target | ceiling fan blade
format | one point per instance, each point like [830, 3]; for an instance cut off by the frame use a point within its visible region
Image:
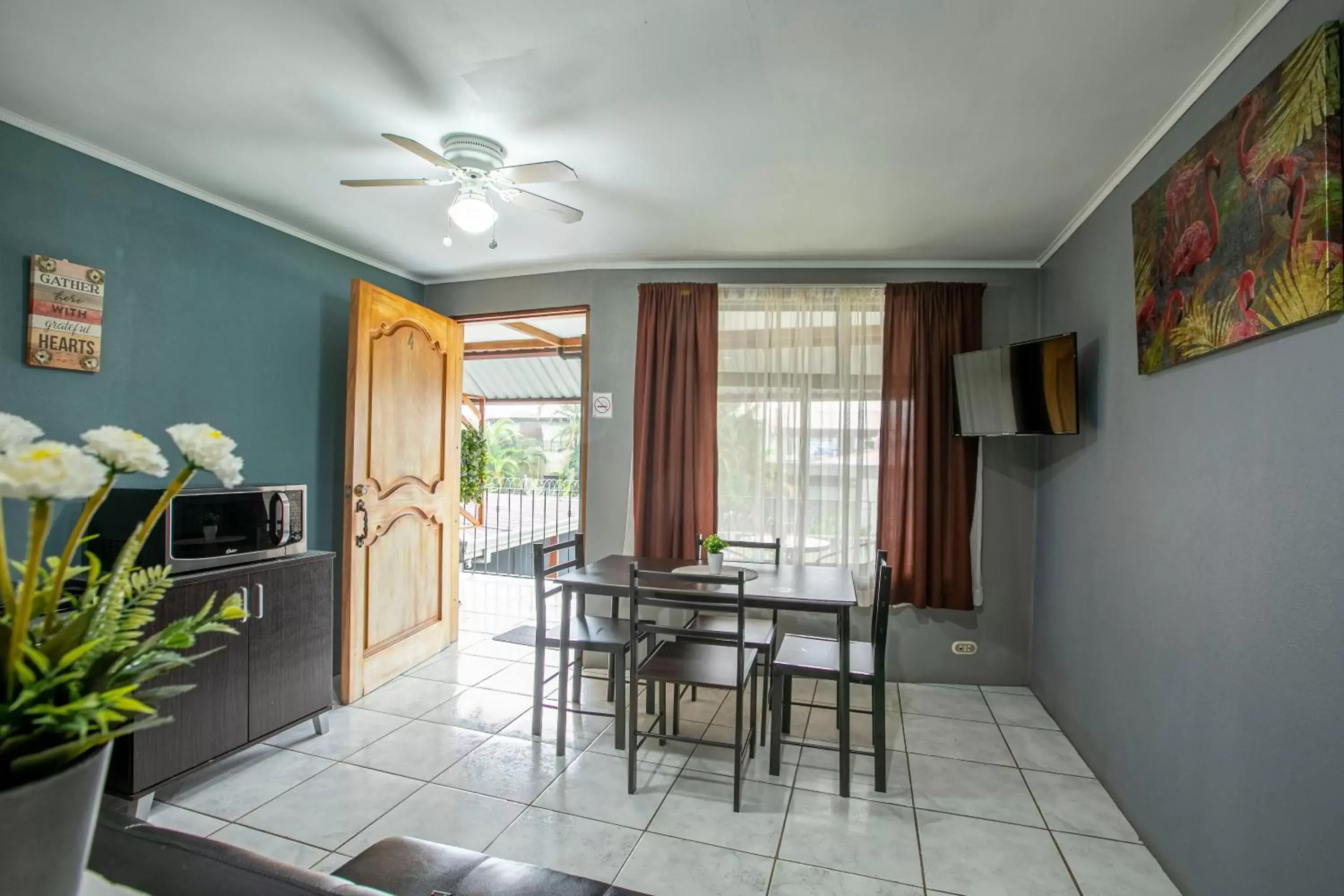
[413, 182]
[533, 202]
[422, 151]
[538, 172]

* * *

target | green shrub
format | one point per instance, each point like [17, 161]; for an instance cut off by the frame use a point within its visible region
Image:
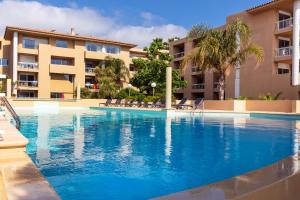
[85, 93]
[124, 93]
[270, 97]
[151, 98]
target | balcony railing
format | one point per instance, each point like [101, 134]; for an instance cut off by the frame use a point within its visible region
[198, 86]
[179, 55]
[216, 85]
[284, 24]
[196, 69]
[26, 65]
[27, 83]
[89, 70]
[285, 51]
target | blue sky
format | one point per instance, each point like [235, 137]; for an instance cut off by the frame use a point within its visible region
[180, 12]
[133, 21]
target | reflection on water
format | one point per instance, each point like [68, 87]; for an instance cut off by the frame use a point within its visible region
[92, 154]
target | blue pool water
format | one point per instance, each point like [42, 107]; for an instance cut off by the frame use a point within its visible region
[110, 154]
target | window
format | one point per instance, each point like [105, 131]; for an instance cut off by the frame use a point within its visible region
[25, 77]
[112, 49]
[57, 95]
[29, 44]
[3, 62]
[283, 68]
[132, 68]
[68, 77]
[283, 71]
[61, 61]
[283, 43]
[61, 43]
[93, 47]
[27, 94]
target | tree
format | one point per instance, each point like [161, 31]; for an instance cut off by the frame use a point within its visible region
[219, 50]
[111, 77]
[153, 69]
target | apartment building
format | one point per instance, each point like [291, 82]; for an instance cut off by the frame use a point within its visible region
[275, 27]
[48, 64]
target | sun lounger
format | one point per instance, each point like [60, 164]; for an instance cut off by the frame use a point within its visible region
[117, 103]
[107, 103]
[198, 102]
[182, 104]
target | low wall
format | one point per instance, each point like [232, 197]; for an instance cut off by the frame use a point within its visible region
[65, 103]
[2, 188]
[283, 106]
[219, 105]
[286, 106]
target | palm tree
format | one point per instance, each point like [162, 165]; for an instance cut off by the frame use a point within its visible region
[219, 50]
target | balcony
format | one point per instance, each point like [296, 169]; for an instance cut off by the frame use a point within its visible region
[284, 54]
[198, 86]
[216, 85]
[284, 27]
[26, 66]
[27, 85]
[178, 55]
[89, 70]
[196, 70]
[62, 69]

* [What the exercise asks]: Copy out, in full, every line above that contains the word "balcony".

* [Written answer]:
target | balcony railing
target | balcony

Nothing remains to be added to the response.